Tasks for this exercise:
1: Which two data sources does the PyPSA-Earth validation page mark as not working?
2: Continue the PyPSA-Earth validation page from its final line.

Source document:
-- Start --
# Validation of the PyPSA-Earth stats

## Description
This task aims to develop such notebook that:
- takes as input the files from folders from pypsa-earth: `results/{scenarios}/stats.csv` (see PR Create statistics #579). In the meantime, data is loaded from `notebooks/validation/temp_stats_csv/stats_merged_20_3_23.csv`
- loads open data on power systems across the world
- Creates plots to perform the validation
Plots and tables shall have different aggregation levels (e.g. demand for a continent)

Create statistics for:
- demand (See `demand_validation.ipynb`)
- installed capacity by technology (compare with: IRENA, ...)
- renewable sources  (compare with: IRENA, ...)
- network characteristics (length of lines for example, https://wiki.openmod-initiative.org/wiki/Transmission_network_datasets)

Plots:
- Compare the statistics of the PyPSA-Earth model with open data

## Public data sources collection
These sources could be helpful:
- [ENTSO-E](https://transparency.entsoe.eu/generation/r2/installedGenerationCapacityAggregation/show)
- [IRENA](https://www.irena.org/data-and-statistics), not working
- [IEA](https://www.iea.org/data-and-statistics)
    - Electricity demand: https://www.iea.org/data-and-statistics/data-product/world-energy-balances-highlights
- [WEC](https://www.worldenergy.org/statistics/), not working
- [WRI](https://www.wri.org/resources/data-sets)
- [UN](https://unstats.un.org/unsd/snaama/)
- [WBG](https://datacatalog.worldbank.org/dataset/world-development-indicators)
- [OECD](https://data.oecd.org/)
- [Eurostat](https://ec.europa.eu/eurostat/data/database)
- [EIA](https://www.eia.gov/outlooks/aeo/data/browser/)
-- End --
Records shown:
-- Start --
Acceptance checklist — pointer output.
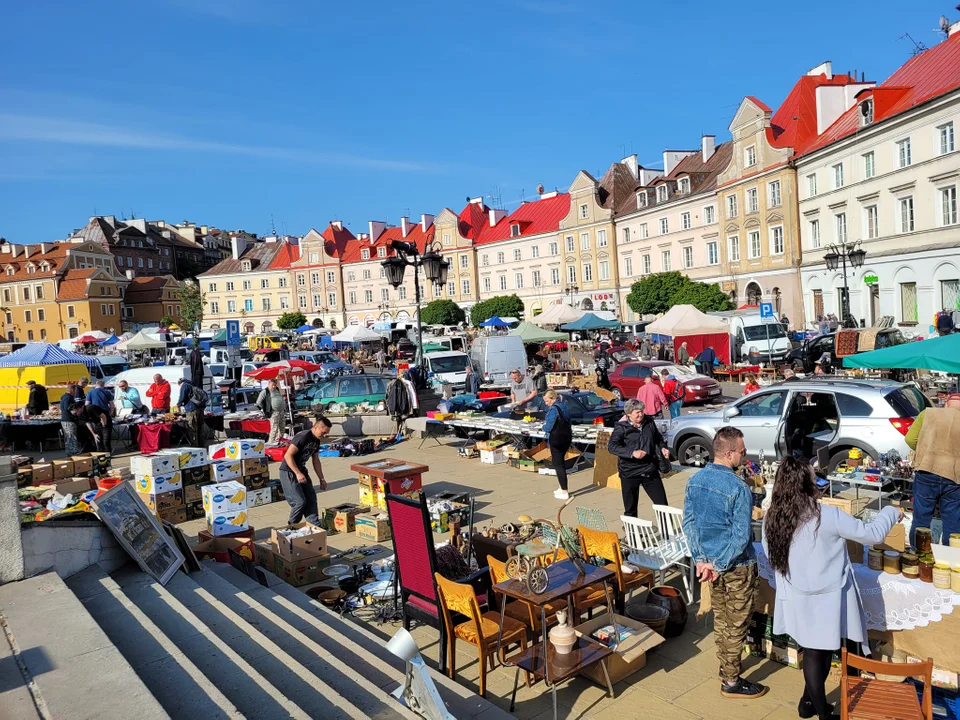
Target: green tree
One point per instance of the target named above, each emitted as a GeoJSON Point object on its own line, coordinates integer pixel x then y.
{"type": "Point", "coordinates": [501, 306]}
{"type": "Point", "coordinates": [291, 321]}
{"type": "Point", "coordinates": [443, 312]}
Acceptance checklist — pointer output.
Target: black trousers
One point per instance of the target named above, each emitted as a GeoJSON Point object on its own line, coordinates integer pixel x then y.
{"type": "Point", "coordinates": [630, 490]}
-- End --
Outputs:
1: IRENA and WEC.

2:
- [Enerdata](https://www.enerdata.net/research/)
- [BP](https://www.bp.com/en/global/corporate/energy-economics/statistical-review-of-world-energy.html)
- [USAID](https://www.usaid.gov/what-we-do/energy/global-energy-database), Single countries only?

https://www.usaid.gov/powerafrica/nigeria


## TODO
- DONE: Include continent analysis with country converter coco
- DONE: Continent `Asia` shows high ror and low hydro in PyPSA-Earth, but low ror and high hydro in IRENA. Why? Technology mismatch?
- Include stats on how many of the countries of a specific continent are in the PyPSA-Earth model, to better compare continental data. coco could be helpful here. Is this necessary?
- Fossil fuels as oil, gas, coal are often summed up as 'Fossil fuels n.e.s' in Europe which means 'not elsewhere specified' in IRENA data. How to deal with this?

## Questions
- Where is the demand in `stats.csv` ?

## Preparation

### Import packages

In [None]:
import logging
import os
import sys

import pypsa
import numpy as np
import matplotlib.pyplot as plt
import pandas as pd
import country_converter as coco

logger = logging.getLogger(__name__)

pd.set_option("display.max_columns", None)
pd.set_option("display.max_colwidth", 70)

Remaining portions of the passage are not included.